══ Available data ══

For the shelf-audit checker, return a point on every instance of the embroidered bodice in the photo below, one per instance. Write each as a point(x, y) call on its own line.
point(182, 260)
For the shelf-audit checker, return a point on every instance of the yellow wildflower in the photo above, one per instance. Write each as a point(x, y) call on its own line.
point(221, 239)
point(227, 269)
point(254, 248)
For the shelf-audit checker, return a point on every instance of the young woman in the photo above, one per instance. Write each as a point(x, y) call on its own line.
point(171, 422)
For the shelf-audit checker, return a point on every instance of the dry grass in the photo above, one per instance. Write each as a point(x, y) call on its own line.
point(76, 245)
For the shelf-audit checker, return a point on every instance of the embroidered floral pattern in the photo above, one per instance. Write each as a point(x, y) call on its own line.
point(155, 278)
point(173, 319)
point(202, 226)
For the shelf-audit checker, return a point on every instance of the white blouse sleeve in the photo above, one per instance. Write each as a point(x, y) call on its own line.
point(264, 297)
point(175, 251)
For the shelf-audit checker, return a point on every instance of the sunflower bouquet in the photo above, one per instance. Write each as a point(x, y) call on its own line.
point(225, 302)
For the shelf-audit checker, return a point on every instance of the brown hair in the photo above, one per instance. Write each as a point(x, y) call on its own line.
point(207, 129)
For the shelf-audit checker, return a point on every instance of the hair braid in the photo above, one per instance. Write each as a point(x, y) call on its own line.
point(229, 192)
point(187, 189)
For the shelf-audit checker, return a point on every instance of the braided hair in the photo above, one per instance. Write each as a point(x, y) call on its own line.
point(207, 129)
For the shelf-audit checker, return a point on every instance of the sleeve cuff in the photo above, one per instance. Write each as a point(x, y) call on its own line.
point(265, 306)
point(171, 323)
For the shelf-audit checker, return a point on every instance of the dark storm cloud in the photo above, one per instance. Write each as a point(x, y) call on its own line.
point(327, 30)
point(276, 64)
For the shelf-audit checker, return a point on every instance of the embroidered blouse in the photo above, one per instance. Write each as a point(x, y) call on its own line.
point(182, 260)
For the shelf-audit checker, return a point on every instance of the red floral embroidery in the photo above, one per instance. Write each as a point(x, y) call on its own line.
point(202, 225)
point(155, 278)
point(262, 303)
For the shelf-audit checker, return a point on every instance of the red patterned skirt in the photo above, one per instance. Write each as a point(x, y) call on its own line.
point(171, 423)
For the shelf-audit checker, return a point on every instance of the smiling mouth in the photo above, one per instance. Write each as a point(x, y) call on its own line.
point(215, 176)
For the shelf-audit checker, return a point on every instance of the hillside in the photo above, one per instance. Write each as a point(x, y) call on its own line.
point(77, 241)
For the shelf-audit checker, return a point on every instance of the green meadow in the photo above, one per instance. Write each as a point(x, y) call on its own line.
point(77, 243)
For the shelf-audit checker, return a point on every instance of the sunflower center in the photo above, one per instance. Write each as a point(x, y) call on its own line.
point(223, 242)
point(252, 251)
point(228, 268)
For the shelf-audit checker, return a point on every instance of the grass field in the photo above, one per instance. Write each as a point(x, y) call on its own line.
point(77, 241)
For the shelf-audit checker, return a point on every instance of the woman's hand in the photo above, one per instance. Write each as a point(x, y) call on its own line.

═══

# Your task
Your task is an exact transcription of every line above.

# Result below
For the shelf-audit checker, return a point on every instance of the embroidered bodice in the photo below, one per instance. Write each as a point(x, y) call on its own line.
point(182, 260)
For the shelf-audit checker, return a point on every instance of the yellow wildflower in the photo above, one per instance. Write each as a point(x, y) call on its own line.
point(221, 239)
point(227, 269)
point(254, 248)
For the shelf-audit checker, return a point on every instance of the young woman in the photo above, one per instance. Write each as a point(x, y) call on its own line.
point(171, 422)
For the shelf-audit checker, return a point on every instance of the dry grass in the photo above, one per instance. Write each as a point(x, y) call on its own line.
point(76, 245)
For the shelf-audit checker, return a point on every instance of the embroidered floral pattern in the photo above, one per instance. Write each as a point(x, y) call on its own line.
point(155, 278)
point(173, 319)
point(202, 226)
For the shelf-audit checker, return a point on every instance of the white blouse sleeve in the photo above, one per instance. Write each as a point(x, y) call on its own line.
point(264, 297)
point(175, 251)
For the shelf-audit checker, return a point on every instance of the sunflower bouquet in the photo above, one per instance. Write each as a point(x, y) call on its own line.
point(225, 302)
For the shelf-audit checker, return a point on every instance of the brown hair in the photo above, one per instance. Write each as a point(x, y) call on its own line.
point(207, 129)
For the shelf-audit checker, return a point on every instance of the hair braid in the photo above, one per instance. Write each as a point(x, y) call on its own line.
point(229, 192)
point(187, 189)
For the shelf-audit checker, return a point on every instance of the braided hair in the photo above, one per instance. Write each as a point(x, y) call on its own line.
point(207, 129)
For the shelf-audit checker, return a point on every instance of the sleeve cuff in the photo above, one per instance. Write each as a point(x, y) call on its own line.
point(265, 306)
point(171, 323)
For the shelf-audit checker, return a point on every instance of the dark storm cloud in the photo above, one per instance. Write each as a point(x, y) call on its own line.
point(327, 30)
point(276, 64)
For the shelf-audit checker, return a point on every instance of the embroidered blouse in the photo above, one per instance. Write each as a point(x, y) call on its own line.
point(182, 260)
For the shelf-audit checker, return a point on every instance of the red floral embroidery in the photo above, one per instance. Write each as a point(x, y) call on its own line.
point(202, 225)
point(155, 278)
point(262, 303)
For the shelf-audit checker, return a point on every instance of the red patterned skirt in the photo above, one per instance. Write each as a point(x, y) call on its own line.
point(171, 423)
For the shelf-audit checker, return a point on every instance of the smiling mouth in the photo above, one per instance. Write each as a point(x, y) call on its own line.
point(215, 176)
For the shelf-audit checker, return a point on every instance of the hillside in the photo above, one per instance. Write each as a point(x, y) call on its own line.
point(77, 241)
For the shelf-audit checker, return a point on every instance of the green meadow in the photo above, one per instance. Write each as a point(x, y) call on its own line.
point(77, 243)
For the shelf-audit checker, return a point on every instance of the sunflower center in the photo above, one per instance. Write each as a point(x, y) call on its own line.
point(223, 242)
point(252, 251)
point(228, 268)
For the shelf-audit checker, return a point on every instance of the grass field in the photo above, one per instance. Write each as a point(x, y) call on its own line.
point(77, 241)
For the shelf-audit checker, return a point on every instance of the woman's hand in the photo above, one per instance. Write each as a point(x, y) call on its own line.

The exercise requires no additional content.